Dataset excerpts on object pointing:
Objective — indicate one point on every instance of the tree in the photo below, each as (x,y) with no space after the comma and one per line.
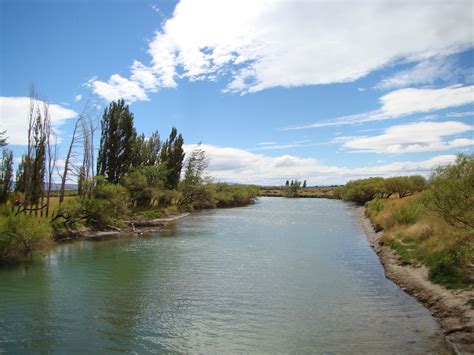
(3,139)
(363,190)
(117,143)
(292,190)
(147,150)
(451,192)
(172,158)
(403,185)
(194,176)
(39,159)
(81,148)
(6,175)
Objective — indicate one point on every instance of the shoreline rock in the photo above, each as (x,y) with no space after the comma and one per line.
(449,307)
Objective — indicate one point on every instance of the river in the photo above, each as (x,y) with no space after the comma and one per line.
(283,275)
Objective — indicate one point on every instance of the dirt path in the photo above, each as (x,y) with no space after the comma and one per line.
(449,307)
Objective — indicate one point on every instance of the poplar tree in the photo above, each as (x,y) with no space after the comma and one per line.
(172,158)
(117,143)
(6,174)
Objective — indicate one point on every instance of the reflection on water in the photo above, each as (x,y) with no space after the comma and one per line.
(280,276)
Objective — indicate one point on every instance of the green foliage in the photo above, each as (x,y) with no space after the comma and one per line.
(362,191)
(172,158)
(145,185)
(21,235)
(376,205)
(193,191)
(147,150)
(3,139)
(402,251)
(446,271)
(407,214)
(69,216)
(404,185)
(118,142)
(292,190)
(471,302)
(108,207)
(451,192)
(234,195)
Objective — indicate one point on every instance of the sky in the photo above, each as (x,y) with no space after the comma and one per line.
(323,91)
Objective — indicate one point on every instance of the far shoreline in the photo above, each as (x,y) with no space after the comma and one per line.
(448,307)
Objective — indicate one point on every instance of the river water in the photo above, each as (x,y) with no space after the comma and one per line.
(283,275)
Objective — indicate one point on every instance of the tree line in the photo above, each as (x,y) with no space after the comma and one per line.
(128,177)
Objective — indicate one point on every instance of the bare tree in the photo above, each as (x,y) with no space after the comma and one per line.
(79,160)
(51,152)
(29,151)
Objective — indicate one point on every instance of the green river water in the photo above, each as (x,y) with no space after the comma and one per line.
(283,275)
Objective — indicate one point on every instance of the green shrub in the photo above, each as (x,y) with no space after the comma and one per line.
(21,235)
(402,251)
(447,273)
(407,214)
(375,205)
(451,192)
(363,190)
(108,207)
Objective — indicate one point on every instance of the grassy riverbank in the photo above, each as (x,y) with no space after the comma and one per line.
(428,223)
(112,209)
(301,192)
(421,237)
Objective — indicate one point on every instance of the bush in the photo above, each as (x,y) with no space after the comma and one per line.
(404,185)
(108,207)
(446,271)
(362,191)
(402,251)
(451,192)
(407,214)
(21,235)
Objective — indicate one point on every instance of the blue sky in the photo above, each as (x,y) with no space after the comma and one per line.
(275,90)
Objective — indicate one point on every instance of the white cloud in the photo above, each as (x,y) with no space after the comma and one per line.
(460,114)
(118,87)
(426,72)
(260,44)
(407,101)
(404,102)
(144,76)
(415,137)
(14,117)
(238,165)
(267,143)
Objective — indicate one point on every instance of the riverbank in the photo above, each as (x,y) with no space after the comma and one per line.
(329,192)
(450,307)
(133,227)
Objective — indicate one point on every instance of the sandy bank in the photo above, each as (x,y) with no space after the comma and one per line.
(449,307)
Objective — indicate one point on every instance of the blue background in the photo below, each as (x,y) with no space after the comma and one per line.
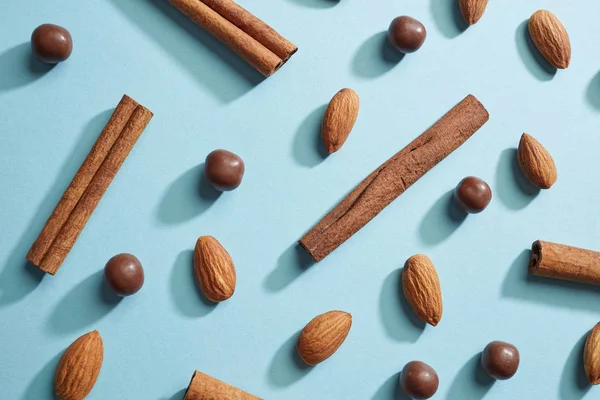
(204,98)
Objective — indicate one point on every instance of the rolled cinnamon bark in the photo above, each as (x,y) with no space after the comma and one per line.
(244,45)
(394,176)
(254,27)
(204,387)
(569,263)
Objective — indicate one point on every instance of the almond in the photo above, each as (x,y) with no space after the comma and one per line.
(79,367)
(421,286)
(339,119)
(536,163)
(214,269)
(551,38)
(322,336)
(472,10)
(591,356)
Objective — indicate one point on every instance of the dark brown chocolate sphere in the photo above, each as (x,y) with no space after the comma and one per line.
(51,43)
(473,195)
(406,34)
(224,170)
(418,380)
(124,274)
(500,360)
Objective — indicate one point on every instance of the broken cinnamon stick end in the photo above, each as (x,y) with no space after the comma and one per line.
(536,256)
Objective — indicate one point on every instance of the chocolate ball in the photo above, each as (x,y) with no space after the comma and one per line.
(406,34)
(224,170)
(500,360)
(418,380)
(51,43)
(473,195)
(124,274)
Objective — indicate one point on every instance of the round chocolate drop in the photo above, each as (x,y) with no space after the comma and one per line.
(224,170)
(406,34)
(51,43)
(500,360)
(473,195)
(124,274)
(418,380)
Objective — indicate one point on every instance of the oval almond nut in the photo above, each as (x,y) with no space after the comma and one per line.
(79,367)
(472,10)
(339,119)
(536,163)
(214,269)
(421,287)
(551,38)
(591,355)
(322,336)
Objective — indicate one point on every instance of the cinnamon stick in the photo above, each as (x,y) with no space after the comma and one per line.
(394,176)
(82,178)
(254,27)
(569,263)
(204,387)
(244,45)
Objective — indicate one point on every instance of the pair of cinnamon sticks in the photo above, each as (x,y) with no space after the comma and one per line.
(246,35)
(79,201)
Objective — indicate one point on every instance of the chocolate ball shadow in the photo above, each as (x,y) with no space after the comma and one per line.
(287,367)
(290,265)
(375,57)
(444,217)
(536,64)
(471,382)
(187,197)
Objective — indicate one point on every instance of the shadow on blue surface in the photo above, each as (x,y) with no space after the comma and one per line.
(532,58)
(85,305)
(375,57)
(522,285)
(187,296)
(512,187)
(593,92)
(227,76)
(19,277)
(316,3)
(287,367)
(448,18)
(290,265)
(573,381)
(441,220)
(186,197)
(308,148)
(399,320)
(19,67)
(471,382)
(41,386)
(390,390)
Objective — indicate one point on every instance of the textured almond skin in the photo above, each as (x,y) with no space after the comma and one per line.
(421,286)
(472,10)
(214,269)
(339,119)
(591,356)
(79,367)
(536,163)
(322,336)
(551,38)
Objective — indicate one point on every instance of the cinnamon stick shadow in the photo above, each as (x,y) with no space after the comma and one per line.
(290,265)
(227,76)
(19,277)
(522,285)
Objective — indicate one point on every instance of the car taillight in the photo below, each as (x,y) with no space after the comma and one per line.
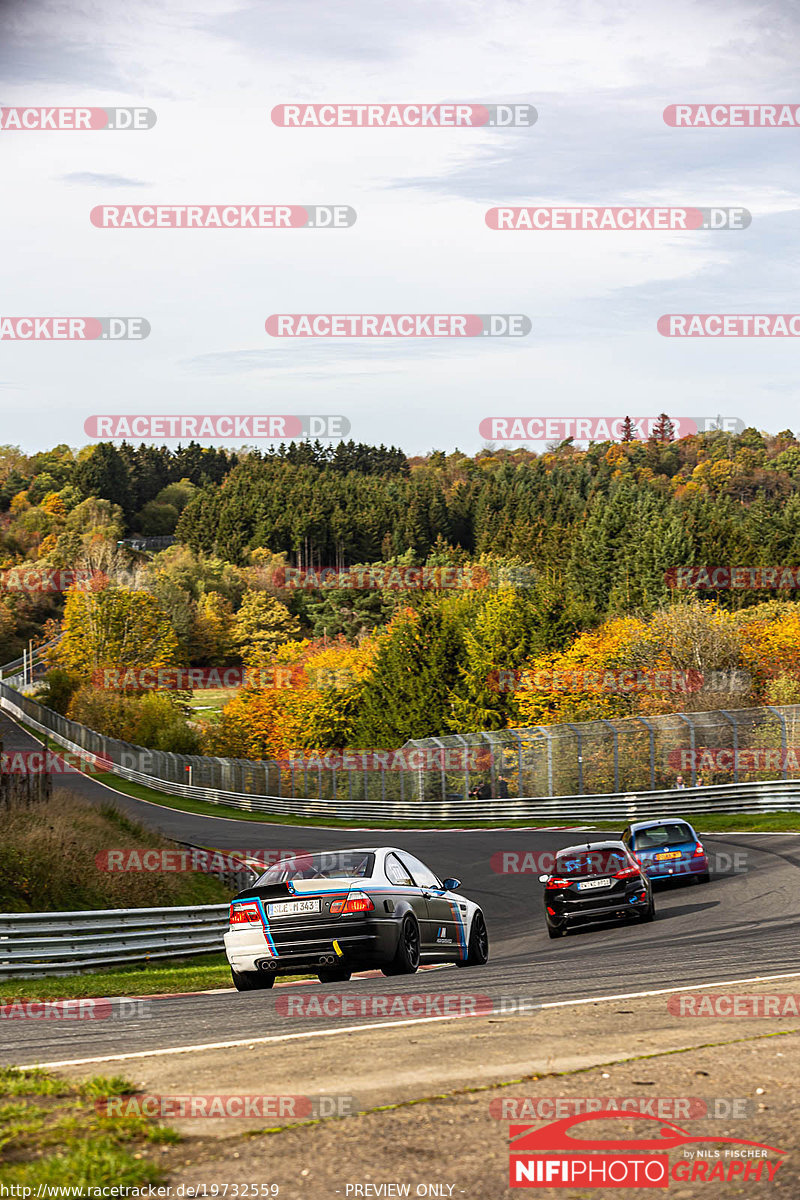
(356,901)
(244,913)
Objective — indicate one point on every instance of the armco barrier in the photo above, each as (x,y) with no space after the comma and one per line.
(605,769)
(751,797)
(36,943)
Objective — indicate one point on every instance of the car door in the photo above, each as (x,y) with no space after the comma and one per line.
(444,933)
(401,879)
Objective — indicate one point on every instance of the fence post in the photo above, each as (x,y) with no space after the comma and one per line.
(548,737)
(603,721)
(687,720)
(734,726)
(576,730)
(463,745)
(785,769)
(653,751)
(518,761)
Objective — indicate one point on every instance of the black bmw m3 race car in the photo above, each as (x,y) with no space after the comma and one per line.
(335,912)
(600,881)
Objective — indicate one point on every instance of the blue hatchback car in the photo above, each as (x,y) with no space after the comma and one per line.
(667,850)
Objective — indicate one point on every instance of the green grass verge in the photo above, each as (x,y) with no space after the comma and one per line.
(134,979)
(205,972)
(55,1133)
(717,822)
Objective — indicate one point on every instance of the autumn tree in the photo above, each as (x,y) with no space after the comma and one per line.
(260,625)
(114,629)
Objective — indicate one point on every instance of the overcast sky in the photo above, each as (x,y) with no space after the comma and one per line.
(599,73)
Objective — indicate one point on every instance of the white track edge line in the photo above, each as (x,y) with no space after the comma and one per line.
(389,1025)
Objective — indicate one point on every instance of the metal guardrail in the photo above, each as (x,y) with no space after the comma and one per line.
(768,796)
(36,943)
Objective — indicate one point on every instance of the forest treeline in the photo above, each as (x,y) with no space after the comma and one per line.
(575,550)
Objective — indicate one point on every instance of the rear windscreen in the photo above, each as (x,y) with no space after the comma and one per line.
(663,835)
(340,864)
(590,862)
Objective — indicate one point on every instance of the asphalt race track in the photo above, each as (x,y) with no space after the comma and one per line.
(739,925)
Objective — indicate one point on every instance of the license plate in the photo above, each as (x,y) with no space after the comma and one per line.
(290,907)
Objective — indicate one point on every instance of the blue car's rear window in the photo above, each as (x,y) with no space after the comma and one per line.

WHAT TO WORK ON |
Look above for the line that holds "the white track", then copy it and each line after it exactly, through the last line of the data.

TASK OUTPUT |
Objective — indicate one point on every instance of the white track edge line in the photo above, each as (x,y) with no space after the comma and one per line.
(389,1025)
Objective — indicate one point on every instance of the metal guardrail in the photo above, each as (x,y) with no space after the comma and one per line.
(768,796)
(36,943)
Objective — indicate one point on every instance of the forest treeline in the photo above, each as (x,y) with no space after the comma and one per line.
(575,550)
Objective — indicate one point on every instance of the rear windscreen in the photo above, each as (x,y) with no space after the comma and one per line.
(663,835)
(340,864)
(590,862)
Objective — indicate one point on every instance of the asphalt race track in the photo above, each as (x,y) with no space after the comma and one per line.
(739,925)
Objective — indicate one point on every instance of the license plate in the photo above, each as (x,y) with no space after the comma and one per line.
(290,907)
Objective — indicate one point on every instance of the blue car's rear window in the photo above, each as (x,y) with no space after the comma and one per line.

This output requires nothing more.